■ **Dataset**:
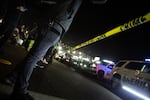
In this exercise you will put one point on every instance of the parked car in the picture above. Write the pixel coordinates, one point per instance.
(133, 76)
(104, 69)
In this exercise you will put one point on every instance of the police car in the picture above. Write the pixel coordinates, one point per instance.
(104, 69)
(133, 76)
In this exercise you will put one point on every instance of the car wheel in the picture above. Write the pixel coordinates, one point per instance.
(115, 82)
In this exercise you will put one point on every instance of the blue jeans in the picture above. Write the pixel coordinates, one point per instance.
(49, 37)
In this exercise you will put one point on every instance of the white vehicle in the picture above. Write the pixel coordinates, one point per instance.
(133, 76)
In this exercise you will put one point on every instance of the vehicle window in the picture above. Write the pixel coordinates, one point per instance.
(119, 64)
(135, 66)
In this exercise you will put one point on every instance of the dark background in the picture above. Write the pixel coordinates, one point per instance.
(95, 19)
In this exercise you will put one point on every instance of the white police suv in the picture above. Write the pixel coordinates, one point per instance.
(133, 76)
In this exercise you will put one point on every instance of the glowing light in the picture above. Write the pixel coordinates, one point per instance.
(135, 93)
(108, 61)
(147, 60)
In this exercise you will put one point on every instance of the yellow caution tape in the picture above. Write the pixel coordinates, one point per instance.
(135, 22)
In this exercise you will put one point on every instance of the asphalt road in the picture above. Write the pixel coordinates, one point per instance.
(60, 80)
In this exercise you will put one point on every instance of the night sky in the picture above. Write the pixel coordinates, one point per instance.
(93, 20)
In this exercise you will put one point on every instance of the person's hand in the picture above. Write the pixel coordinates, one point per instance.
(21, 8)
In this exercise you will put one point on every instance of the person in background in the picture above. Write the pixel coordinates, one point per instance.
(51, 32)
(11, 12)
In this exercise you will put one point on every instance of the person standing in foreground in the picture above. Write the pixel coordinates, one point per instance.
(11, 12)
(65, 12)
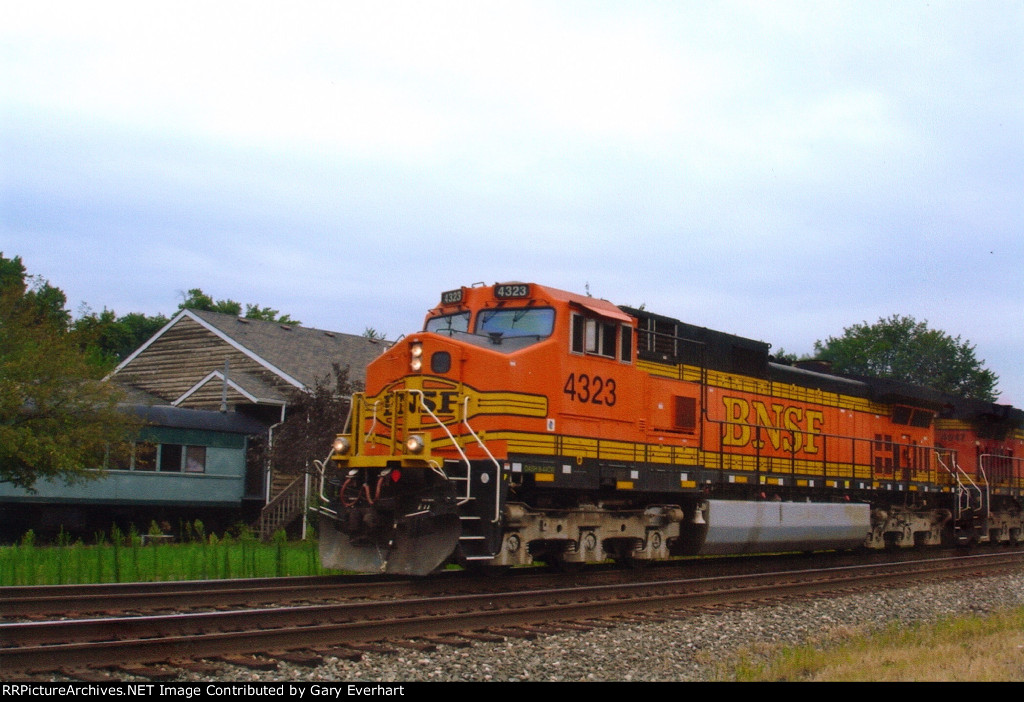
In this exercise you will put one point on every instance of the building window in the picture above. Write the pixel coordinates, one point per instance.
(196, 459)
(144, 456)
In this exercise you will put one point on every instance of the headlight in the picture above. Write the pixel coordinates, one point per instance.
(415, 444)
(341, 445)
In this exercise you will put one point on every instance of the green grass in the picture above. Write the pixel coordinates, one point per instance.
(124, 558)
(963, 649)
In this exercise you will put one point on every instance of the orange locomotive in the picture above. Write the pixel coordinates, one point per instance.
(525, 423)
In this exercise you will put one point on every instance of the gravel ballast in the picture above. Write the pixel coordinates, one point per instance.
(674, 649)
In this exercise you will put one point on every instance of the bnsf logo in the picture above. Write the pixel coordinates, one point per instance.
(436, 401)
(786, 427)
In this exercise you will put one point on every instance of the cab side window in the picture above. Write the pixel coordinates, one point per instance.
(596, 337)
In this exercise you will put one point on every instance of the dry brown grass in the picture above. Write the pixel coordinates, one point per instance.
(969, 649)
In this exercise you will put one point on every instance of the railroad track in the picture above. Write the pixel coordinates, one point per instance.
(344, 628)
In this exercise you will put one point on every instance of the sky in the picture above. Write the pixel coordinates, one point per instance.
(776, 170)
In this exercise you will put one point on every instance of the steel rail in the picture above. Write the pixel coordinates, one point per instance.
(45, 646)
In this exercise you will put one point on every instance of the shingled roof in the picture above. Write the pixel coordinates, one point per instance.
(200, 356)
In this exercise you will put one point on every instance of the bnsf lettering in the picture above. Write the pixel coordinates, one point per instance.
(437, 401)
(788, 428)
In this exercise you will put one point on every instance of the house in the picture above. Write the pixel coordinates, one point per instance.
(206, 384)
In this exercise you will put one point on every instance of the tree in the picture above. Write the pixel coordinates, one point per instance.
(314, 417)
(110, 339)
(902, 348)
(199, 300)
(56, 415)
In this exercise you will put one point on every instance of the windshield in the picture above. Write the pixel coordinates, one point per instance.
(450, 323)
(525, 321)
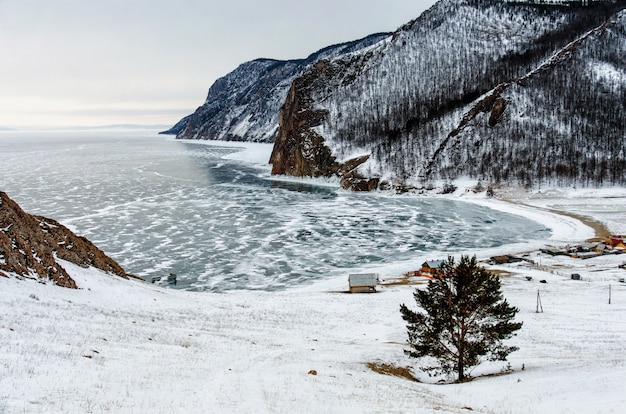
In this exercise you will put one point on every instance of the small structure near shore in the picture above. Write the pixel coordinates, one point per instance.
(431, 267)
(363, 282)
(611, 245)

■ **Task brief**:
Render every row above as a numbered list, one line per item, omitting blank lines and leaving out the pictures.

■ **Result**:
1. In this exercise you will put one point on every instance of the parked car in the picture above. Write the pixel coordinates, one point per instance.
2. (133, 76)
3. (104, 69)
4. In this exercise you will put one point on every instance of the police car in the picture above. Write the pixel coordinates, one point per instance.
5. (104, 69)
6. (133, 76)
7. In this exercise you will put one point on every instance of the car wheel in the picture above. Write the pixel coordinates, one point per instance.
8. (115, 82)
9. In this exercise you will put one point on every instance of the blue jeans in the picture above. Write the pixel coordinates, one point per instance.
10. (49, 37)
11. In this exercise you will put one point on every instance of the white vehicle in the picture above. Write the pixel coordinates, one point per instance.
12. (133, 76)
13. In this exercise you will put one point on every instance of the vehicle window in the picture above. Write the pixel coordinates, one point per instance.
14. (119, 64)
15. (135, 66)
16. In this exercise you will put one point on every instance of the dark background in the picture above. Write the pixel coordinates, one point per instance.
17. (95, 19)
18. In this exercise you will put one point on every instance of the white police suv in the picture above. Write the pixel coordinates, one point per instance.
19. (133, 76)
20. In this exercise you will put one point on every instance of the glowing light in the picture above. Write the pixel coordinates, one point per instance.
21. (135, 93)
22. (108, 61)
23. (147, 60)
24. In this exercise you will put one point on every instance of the yellow caution tape in the picture above. Write the pixel coordinates, one point per instance.
25. (135, 22)
26. In this exercise you will put one point on every instance of the asphalt road in the picture above. Write the pixel coordinates, one point per instance.
27. (60, 80)
28. In this exercise you will put one point on every instance of the night sky in the picture above. Write the pixel coordinates, one point per instance.
29. (93, 20)
30. In this exercise you will put one point on every instance of the person's hand in the picture above. Write the pixel coordinates, one point per instance.
31. (21, 8)
32. In this exercise you will put one point on every instance of the person in background in the picture above. Write the pixel coordinates, one point per instance.
33. (51, 32)
34. (11, 12)
35. In this exercise you will put one point on every instance of the person standing in foreground in the picture above. Write the pixel coordinates, one point per instance.
36. (11, 12)
37. (65, 12)
38. In this exercise you will put one point on every instance of the building window in the picture above. Write the pixel coordinates, one point per instance.
39. (196, 459)
40. (144, 456)
41. In this exercise you will put one point on every instance of the headlight in the picture above. Write the pixel coordinates, one point per instance.
42. (415, 444)
43. (341, 445)
44. In this exercise you will put one point on every instance of the green grass in the picture above. Write the pixel coordinates, one point per instance.
45. (124, 558)
46. (963, 649)
47. In this exercise you will put one point on every instance of the orange locomotive in the picture above. Write the pixel coordinates, one point per instance.
48. (525, 423)
49. In this exercise you will put one point on every instance of the gravel ballast in the picture above. Write the pixel coordinates, one point per instance.
50. (674, 649)
51. In this exercise you will put one point on every instance of the bnsf logo in the picture above. Write the pixel coordinates, one point per instance.
52. (436, 401)
53. (786, 427)
54. In this exercise you will put one point on every instance of the cab side window in the picture above. Write the pixel coordinates, one point per instance.
55. (596, 337)
56. In this exercise you will put one point on every instance of the dry brown grass in the picture above. Write the pixel coordinates, one point per instance.
57. (969, 649)
58. In this exercise you will put one point on every instance of the railroad track in the picture above. Write the pixel coordinates, one point per instance.
59. (344, 628)
60. In this exercise you will put one point on every instance of the sky in the picture above. Write the pixel coordinates, one point per instance.
61. (776, 170)
62. In this exercise you will put one point on every instance of the steel rail in the picture above. Write the pixel coordinates, one point per instance.
63. (45, 646)
64. In this exercise you will put one point on every instance of the shingled roof in the picture above. Write the pixel coordinates, one point per instance.
65. (200, 356)
66. In this exercise you will put one point on every instance of the bnsf lettering in the picture above. Write the pixel coordinates, one point per instance.
67. (437, 401)
68. (788, 428)
69. In this exercise you will put one point on every instance of the house in the picture above. Write the pixel coordinates, one point per instance.
70. (206, 384)
71. In this exercise you will put one point on every instance of the tree in the picture above. Write the pixel coordinates, one point per instance.
72. (314, 417)
73. (110, 339)
74. (902, 348)
75. (199, 300)
76. (56, 415)
77. In this exercise you will put one point on every instance of the windshield in the picture above. Write the pixel coordinates, one point per instance.
78. (450, 323)
79. (525, 321)
80. In this exercise you will put one point on every instance of the small structure near shore in the picture above. Write the pixel coordinates, one point per instance.
81. (431, 267)
82. (363, 282)
83. (611, 245)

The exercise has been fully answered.